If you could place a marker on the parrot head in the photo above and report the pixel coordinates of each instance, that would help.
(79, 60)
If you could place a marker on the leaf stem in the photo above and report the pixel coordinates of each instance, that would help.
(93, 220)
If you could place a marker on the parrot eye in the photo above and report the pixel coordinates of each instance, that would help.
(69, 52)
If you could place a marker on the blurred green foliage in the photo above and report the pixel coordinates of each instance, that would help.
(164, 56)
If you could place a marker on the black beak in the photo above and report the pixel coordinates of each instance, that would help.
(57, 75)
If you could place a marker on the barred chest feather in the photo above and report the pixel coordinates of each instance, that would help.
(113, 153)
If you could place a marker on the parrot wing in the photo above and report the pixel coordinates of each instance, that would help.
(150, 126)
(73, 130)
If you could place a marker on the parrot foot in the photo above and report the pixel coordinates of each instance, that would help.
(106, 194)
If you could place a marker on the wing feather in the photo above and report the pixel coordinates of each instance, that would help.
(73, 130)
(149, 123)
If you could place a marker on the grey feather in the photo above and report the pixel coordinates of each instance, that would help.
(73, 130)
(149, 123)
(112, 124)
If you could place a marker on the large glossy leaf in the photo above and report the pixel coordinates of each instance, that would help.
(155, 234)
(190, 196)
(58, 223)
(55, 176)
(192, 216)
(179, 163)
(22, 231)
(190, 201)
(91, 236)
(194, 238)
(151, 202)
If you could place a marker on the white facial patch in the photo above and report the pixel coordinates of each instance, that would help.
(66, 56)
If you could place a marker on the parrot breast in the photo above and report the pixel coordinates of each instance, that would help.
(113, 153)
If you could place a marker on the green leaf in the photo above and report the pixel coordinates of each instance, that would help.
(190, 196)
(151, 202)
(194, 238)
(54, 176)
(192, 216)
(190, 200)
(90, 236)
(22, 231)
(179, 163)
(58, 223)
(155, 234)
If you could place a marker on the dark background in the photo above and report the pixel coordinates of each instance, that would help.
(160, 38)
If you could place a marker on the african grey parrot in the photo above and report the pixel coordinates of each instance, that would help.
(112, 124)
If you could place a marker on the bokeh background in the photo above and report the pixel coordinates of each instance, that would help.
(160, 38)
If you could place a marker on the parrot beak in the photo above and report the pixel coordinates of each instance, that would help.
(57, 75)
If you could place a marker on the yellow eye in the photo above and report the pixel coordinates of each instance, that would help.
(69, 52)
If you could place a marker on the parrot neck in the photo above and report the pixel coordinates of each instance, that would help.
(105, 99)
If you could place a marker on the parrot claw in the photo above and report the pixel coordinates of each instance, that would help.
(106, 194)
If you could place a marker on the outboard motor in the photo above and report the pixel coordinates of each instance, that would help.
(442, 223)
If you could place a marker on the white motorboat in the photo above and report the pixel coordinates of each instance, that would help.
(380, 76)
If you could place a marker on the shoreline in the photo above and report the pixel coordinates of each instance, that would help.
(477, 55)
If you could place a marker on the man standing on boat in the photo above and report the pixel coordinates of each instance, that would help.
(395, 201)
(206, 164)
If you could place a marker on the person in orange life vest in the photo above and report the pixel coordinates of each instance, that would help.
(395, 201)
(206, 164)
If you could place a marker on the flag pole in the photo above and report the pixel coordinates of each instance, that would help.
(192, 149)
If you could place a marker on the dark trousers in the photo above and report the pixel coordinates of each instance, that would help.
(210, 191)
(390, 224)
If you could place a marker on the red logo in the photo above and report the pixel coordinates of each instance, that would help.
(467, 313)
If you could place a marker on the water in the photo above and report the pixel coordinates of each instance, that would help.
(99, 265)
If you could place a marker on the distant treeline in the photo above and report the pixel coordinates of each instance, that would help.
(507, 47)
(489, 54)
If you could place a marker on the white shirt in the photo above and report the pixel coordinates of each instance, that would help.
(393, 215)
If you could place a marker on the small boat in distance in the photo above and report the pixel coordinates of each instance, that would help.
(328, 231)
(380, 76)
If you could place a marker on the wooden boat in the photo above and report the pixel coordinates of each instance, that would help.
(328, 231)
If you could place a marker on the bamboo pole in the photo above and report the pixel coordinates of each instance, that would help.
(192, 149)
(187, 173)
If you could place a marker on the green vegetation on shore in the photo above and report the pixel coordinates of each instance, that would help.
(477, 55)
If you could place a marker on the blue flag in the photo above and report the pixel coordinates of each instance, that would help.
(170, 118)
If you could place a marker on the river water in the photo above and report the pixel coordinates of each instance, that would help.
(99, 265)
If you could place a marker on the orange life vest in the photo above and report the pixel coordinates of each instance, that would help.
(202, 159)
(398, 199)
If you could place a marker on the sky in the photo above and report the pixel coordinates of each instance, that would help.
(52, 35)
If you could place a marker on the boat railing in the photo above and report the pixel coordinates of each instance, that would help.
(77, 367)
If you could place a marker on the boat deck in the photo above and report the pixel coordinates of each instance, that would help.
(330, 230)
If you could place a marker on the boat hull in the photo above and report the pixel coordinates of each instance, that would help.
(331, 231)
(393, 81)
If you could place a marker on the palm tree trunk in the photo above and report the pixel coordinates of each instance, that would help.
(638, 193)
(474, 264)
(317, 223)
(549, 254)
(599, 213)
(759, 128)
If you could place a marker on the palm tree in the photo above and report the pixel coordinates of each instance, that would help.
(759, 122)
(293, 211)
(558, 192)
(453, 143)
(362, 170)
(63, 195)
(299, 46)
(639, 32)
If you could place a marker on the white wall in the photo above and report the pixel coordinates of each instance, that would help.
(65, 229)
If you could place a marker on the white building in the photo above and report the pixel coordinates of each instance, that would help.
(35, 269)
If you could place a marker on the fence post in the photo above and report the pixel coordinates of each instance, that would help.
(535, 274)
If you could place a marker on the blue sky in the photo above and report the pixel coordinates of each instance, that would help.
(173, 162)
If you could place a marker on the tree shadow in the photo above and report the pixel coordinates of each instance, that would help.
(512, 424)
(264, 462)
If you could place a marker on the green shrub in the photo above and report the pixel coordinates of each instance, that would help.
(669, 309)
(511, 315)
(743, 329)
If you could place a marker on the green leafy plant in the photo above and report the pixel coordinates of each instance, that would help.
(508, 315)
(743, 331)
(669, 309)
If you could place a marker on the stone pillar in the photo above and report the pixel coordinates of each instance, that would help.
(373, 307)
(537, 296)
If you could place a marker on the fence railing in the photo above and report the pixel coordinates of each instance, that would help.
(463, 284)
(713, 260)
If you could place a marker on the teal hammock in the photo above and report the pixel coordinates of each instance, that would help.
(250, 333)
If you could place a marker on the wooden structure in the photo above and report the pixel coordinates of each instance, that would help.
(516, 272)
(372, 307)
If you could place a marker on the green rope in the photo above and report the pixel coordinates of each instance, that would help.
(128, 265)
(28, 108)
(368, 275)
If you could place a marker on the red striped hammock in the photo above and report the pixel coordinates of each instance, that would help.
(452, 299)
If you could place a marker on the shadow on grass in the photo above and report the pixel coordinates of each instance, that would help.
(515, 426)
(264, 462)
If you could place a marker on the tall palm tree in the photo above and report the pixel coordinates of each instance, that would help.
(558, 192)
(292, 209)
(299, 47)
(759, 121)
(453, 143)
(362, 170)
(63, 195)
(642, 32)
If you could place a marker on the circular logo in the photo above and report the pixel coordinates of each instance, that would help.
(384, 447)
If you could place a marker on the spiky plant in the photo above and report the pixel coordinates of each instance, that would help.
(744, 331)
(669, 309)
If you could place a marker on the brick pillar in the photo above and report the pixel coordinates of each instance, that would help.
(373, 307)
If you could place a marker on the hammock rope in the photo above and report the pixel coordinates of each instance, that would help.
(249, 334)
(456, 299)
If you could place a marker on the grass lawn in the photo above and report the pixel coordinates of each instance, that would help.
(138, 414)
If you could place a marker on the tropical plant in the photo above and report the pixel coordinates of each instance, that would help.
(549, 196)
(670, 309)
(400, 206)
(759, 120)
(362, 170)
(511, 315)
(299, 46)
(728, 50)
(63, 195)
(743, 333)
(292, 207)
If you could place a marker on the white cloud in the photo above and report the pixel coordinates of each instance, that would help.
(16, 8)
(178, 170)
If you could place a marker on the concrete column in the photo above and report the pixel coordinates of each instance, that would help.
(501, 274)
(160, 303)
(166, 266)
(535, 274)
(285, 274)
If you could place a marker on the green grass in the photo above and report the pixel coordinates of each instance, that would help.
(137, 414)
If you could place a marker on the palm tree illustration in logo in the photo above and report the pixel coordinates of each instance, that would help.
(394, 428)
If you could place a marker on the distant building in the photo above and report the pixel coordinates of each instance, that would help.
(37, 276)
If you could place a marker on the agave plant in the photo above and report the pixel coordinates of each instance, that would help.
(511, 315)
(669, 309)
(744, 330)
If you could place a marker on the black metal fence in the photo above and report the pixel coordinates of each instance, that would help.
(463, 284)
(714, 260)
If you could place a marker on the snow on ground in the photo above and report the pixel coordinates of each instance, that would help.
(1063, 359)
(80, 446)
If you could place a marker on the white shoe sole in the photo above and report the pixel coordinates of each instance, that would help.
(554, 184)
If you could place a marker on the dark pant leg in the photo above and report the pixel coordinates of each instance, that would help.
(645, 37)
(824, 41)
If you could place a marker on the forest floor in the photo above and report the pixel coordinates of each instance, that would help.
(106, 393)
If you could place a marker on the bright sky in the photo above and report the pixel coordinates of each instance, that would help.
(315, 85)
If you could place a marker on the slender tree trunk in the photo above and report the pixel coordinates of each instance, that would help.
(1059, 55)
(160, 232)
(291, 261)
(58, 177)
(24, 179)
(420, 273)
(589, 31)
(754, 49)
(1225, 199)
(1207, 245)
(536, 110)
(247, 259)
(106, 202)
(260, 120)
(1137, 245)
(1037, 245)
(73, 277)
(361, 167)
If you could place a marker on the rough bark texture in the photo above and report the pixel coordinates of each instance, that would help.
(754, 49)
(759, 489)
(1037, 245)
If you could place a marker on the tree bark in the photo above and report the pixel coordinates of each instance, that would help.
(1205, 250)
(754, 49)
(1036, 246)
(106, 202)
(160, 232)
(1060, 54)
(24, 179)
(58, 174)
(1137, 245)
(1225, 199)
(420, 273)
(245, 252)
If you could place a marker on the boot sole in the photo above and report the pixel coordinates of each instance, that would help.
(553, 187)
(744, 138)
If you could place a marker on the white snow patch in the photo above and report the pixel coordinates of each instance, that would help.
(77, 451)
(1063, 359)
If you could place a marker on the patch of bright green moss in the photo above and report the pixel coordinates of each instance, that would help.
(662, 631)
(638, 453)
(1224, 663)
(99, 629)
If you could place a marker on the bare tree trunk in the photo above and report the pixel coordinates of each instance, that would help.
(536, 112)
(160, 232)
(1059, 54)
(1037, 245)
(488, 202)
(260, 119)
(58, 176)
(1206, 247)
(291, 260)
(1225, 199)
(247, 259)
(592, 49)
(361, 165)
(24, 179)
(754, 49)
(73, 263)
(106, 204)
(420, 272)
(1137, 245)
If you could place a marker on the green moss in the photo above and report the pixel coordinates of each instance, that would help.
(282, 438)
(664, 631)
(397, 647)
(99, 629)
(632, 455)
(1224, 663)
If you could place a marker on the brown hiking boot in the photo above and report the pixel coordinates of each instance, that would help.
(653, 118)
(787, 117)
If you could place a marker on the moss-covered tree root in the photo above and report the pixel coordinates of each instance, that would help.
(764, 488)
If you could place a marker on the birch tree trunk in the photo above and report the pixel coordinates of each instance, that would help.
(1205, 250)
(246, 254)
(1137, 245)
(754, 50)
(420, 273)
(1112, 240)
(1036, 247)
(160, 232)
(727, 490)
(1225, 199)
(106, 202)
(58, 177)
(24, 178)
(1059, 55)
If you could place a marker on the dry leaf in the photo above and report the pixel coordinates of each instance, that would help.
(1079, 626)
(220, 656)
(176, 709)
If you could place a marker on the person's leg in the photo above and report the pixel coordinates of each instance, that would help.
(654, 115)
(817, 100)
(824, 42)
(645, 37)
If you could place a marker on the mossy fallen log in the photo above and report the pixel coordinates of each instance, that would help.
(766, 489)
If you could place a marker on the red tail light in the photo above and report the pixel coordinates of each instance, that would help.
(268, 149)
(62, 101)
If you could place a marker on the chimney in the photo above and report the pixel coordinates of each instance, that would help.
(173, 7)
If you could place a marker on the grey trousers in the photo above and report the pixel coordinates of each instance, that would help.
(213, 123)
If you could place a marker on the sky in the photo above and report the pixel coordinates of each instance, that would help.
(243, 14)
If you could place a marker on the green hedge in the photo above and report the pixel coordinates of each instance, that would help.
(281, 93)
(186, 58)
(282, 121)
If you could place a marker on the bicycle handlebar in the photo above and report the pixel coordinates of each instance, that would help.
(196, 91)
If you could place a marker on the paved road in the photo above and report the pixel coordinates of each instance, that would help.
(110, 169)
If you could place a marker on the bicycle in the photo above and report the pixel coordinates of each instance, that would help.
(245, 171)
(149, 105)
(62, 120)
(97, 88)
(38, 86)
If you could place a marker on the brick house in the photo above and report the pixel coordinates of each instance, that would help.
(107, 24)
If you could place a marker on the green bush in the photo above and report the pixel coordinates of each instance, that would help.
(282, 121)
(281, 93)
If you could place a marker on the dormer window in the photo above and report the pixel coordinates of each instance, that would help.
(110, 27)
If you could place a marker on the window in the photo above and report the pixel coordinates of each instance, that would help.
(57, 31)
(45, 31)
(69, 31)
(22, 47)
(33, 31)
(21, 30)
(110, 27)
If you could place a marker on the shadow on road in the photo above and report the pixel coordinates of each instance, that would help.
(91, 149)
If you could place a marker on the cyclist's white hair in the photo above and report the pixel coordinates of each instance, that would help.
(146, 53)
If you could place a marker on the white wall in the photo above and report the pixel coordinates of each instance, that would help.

*****

• The problem
Your task is to retype, exactly and only, the lines from the one with "If you could place a marker on the paved" through the final line above.

• Output for this exercise
If you could place a marker on the paved road in the photo above and report the pixel coordinates of each instance, that would help.
(110, 169)
If you could place a marker on the bicycle in the photo above and report the pixel coordinates of each instance, that would help.
(245, 171)
(149, 105)
(62, 120)
(97, 88)
(38, 86)
If you could place a marker on the brick house in the photo above and report the pixel coordinates of each instance, that would help.
(107, 24)
If you could place a marker on the green bush in the photo above and report the pixel coordinates of each instance, that would help.
(282, 121)
(281, 93)
If you could place a marker on the dormer window in the photo above and report the pixel coordinates of each instance, that would help.
(110, 27)
If you could place a marker on the window in the photo above and report the pixel coordinates of each instance, that would help.
(57, 31)
(45, 31)
(69, 31)
(22, 47)
(33, 31)
(21, 30)
(110, 27)
If you could place a marker on the shadow on road in the photo above and report the pixel coordinates of each instance, that would help.
(91, 149)
If you could place a marker on the cyclist's white hair in the photo above and report the pixel coordinates of each instance, that would help.
(146, 53)
If you could place a marker on the white wall in the photo above and report the pixel coordinates of each instance, that would help.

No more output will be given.